__Work to complete__.
a – Reproduce the passage of the midstream comparison text word for word, beginning at the words "One of the big" and stopping after "cover living expenses.".
b – Summarize the midstream comparison text in two sentences.
----- Reading text
As for dividend coverage, Kinder Morgan easily comes out on top. Distributable cash flow covered its disbursement by over two times in 2019. Enterprise's distribution coverage was roughly 1.7 times, which is still very strong. That said, based on Kinder Morgan's 2020 projections, including the planned dividend increase, coverage would fall to around 1.8 times. So these midstream players are in roughly similar places when it comes to covering their distributions.
This is a tough call, but erring on the side of caution, Enterprise's consistency pushed it ahead here.
One of the big reasons why Kinder Morgan was forced to trim its dividend in 2016 was that it has historically made greater use of leverage than many of its peers. During a difficult time for the energy industry, it was forced to choose between using cash to pay dividends, and cutting the dividend to invest the freed-up cash in its business. It chose its business, which was the right call, though the dividend decision was a hard pill to swallow for investors who were counting on the dividend to help cover living expenses.
At this point, however, Kinder Morgan has made notable strides in reducing its leverage. Financial debt to EBITDA has fallen from over 9 times in 2016 to roughly 4.9 times at the end of 2019. But that's still higher than Enterprise, which comes in at around 3.5 times. It would be hard to say that Kinder Morgan's balance sheet is in troubling shape today, but Enterprise still has a much longer history of operating in a fiscally conservative manner.
Kinder Morgan gets kudos for reducing leverage, but Enterprise still gets the win here.
5. Today's energy market
Oil and natural gas prices are painfully low today for a variety of reasons, including the global impact of growing U.S. production, the economic slowdown from COVID-19, and tensions between major energy-producing countries. At this point, there's a lot of energy sitting in storage that will have to be worked off before oil and gas prices are likely to rise. And that can't begin to happen until after the economic hit from COVID-19 has begun to fade. So Kinder Morgan and Enterprise are facing hard days ahead. Both work with high-quality customers and have material fee-based businesses. So each enters this period, operationally, in reasonably strong shape to handle the turbulence. The biggest impact is likely to be in the future, as their customers pull back on growth plans.
Enterprise has come out and stated that it will be reevaluating its growth plans. Basically, the market environment is likely to lead it to trim capital spending. Kinder Morgan has yet to make a similar announcement, but in early March, before COVID-19's impact started to become more clear, it stated that it had $3.6 billion in projects in the works. Although that sounds more promising than Enterprise's mid-to-late March update, Kinder Morgan may end up walking back its plans as COVID-19's impact has become more dramatic. Still, at this point, Kinder Morgan appears to have an edge here.
A tough call
Kinder Morgan and Enterprise Products Partners are both well-run midstream giants. They are facing a tough energy market today, though both are likely to survive without too much difficulty.
What growth looks like from here is more uncertain. When all is said and done, investors are probably better off erring on the side of caution and going with Enterprise. With so many close calls above and Kinder Morgan's 2016 dividend cut, it's likely better to stick with a name that has proven it can be trusted rather than one that's still trying to win back investor trust.
----------
----- Listed records
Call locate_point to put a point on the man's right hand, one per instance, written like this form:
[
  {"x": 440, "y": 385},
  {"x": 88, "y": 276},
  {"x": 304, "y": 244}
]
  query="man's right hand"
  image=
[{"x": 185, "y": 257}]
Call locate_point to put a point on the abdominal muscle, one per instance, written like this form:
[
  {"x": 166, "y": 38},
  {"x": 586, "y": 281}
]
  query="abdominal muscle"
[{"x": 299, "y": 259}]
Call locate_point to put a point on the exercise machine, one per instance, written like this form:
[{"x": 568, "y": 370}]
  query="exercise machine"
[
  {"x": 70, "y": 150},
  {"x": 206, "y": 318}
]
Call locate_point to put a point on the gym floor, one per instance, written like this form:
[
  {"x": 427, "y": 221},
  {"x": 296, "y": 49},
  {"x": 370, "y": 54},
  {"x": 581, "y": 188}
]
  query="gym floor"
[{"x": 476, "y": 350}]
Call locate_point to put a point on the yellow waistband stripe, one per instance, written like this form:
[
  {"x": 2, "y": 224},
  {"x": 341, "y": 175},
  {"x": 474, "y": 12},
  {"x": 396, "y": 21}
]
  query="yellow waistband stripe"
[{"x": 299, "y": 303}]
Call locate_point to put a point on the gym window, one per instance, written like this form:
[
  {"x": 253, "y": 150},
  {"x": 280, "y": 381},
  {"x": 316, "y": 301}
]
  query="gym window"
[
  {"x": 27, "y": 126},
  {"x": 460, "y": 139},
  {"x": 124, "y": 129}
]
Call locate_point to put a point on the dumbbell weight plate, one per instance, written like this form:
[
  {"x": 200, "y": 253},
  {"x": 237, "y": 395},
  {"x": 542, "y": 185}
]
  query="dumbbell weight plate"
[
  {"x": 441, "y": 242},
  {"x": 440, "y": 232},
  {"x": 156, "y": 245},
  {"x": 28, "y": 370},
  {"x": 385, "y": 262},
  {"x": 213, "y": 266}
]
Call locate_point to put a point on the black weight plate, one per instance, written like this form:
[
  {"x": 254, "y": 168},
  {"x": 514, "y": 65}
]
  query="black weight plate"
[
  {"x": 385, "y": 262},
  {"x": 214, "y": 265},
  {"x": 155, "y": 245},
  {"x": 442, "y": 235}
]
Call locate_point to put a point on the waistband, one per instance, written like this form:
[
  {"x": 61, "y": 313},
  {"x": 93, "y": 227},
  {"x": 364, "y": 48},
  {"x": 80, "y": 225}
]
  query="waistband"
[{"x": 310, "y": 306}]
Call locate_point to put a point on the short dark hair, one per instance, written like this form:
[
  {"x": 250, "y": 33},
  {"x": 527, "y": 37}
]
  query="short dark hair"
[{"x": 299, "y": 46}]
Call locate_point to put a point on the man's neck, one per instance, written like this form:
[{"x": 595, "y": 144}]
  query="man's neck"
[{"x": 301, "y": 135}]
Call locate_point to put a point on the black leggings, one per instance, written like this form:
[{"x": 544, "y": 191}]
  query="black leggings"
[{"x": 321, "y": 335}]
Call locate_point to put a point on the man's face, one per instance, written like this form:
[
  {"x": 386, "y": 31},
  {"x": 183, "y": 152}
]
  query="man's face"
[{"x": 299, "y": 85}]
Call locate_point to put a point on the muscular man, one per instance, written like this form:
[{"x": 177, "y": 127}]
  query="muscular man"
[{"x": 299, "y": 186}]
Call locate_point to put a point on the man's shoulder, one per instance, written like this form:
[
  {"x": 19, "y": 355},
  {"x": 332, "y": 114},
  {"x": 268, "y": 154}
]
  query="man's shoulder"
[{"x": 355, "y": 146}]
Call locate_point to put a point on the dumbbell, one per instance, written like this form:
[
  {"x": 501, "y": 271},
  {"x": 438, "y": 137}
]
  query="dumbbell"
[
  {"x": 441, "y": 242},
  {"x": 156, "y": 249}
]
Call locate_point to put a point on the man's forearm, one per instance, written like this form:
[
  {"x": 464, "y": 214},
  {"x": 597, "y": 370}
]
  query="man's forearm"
----------
__Expected outputs__.
a –
One of the big reasons why Kinder Morgan was forced to trim its dividend in 2016 was that it has historically made greater use of leverage than many of its peers. During a difficult time for the energy industry, it was forced to choose between using cash to pay dividends, and cutting the dividend to invest the freed-up cash in its business. It chose its business, which was the right call, though the dividend decision was a hard pill to swallow for investors who were counting on the dividend to help cover living expenses.

b – Kinder Morgan and Enterprise Products Partners are both well-run midstream giants facing a tough energy market. Kinder Morgan covered its dividend more strongly in 2019 and appears to have an edge on projects, while Enterprise has lower leverage and a longer record of fiscal conservatism, so the text concludes that investors are probably better off with Enterprise, given the many close calls and Kinder Morgan's 2016 dividend cut.